PASSAGE SHOWN:
Rhizosphere activity and atmospheric methane concentrations drive variations of methane fluxes in a temperate forest soil

Aerated soils represent an important sink for atmospheric methane (CH₄), due to the effect of methanotrophic bacteria, thus mitigating current atmospheric CH₄ increases. Whilst rates of CH₄ oxidation have been linked to types of vegetation cover, there has been no systematic investigation of the interaction between plants and soil in relation to the strength of the soil CH₄ sink. We used quasi-continuous automated chamber measurements of soil CH₄ and CO₂ flux from soil collar treatments that selectively include root and ectomycorrhizal (ECM) mycelium to investigate the role of rhizosphere activity as well as the effects of other environmental drivers on CH₄ uptake in a temperate coniferous forest soil. We also assessed the potential impact of measurement bias from sporadic chamber measurements in altering estimates of soil CO₂ efflux and CH₄ uptake. Results show a clear effect of the presence of live roots and ECM mycelium on soil CO₂ efflux and CH₄ uptake. The presence of ECM hyphae alone (without plant roots) showed intermediate fluxes of both CO₂ and CH₄ relative to soils that either contained roots and ECM mycelium, or soil lacking root- and ECM mycelium. Regression analysis confirmed a significant influence of soil moisture as well as temperature on flux dynamics of both CH₄ and CO₂ flux. We further found a surprising increase in soil CH₄ uptake during the night, and discuss diurnal fluctuations in atmospheric CH₄ (with higher concentrations during stable atmospheric conditions at night) as a potential driver of CH₄ oxidation rates. Using the high temporal resolution of our data set, we show that low-frequency sampling results in systematic bias of up-scaled flux estimates, resulting in under-estimates of up to 20% at our study site, due to fluctuations in flux dynamics on diurnal as well as longer time scales.

Stored records

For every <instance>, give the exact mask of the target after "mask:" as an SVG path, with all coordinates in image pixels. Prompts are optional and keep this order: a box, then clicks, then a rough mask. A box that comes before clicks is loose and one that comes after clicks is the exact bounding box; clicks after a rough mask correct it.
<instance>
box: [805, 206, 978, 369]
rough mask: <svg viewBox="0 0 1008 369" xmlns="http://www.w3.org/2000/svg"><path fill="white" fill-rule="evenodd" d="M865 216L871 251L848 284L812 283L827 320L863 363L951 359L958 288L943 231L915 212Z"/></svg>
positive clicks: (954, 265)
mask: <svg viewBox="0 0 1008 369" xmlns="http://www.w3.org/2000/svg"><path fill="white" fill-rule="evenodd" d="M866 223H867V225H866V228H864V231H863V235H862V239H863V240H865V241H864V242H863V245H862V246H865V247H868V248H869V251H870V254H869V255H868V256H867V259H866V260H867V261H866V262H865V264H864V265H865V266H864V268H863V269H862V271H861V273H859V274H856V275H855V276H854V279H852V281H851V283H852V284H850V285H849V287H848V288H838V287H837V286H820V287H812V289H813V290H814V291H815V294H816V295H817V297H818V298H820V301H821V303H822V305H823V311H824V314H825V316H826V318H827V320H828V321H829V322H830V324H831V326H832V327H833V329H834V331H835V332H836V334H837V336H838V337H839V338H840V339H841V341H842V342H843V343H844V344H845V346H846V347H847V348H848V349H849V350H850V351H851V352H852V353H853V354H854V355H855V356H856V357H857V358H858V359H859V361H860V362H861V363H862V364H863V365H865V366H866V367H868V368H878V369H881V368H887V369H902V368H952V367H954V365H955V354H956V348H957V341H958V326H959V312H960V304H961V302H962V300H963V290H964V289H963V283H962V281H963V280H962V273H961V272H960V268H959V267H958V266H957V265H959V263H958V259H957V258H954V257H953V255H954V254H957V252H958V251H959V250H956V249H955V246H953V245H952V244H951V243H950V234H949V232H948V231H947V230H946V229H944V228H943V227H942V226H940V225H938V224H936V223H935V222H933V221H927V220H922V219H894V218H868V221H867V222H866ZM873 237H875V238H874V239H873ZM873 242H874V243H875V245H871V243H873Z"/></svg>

TASK INSTRUCTIONS: Pull out the whole forest soil abstract, word for word. The lines above are separate material and are not part of the forest soil abstract.

ANSWER AREA:
Rhizosphere activity and atmospheric methane concentrations drive variations of methane fluxes in a temperate forest soil

Aerated soils represent an important sink for atmospheric methane (CH₄), due to the effect of methanotrophic bacteria, thus mitigating current atmospheric CH₄ increases. Whilst rates of CH₄ oxidation have been linked to types of vegetation cover, there has been no systematic investigation of the interaction between plants and soil in relation to the strength of the soil CH₄ sink. We used quasi-continuous automated chamber measurements of soil CH₄ and CO₂ flux from soil collar treatments that selectively include root and ectomycorrhizal (ECM) mycelium to investigate the role of rhizosphere activity as well as the effects of other environmental drivers on CH₄ uptake in a temperate coniferous forest soil. We also assessed the potential impact of measurement bias from sporadic chamber measurements in altering estimates of soil CO₂ efflux and CH₄ uptake. Results show a clear effect of the presence of live roots and ECM mycelium on soil CO₂ efflux and CH₄ uptake. The presence of ECM hyphae alone (without plant roots) showed intermediate fluxes of both CO₂ and CH₄ relative to soils that either contained roots and ECM mycelium, or soil lacking root- and ECM mycelium. Regression analysis confirmed a significant influence of soil moisture as well as temperature on flux dynamics of both CH₄ and CO₂ flux. We further found a surprising increase in soil CH₄ uptake during the night, and discuss diurnal fluctuations in atmospheric CH₄ (with higher concentrations during stable atmospheric conditions at night) as a potential driver of CH₄ oxidation rates. Using the high temporal resolution of our data set, we show that low-frequency sampling results in systematic bias of up-scaled flux estimates, resulting in under-estimates of up to 20% at our study site, due to fluctuations in flux dynamics on diurnal as well as longer time scales.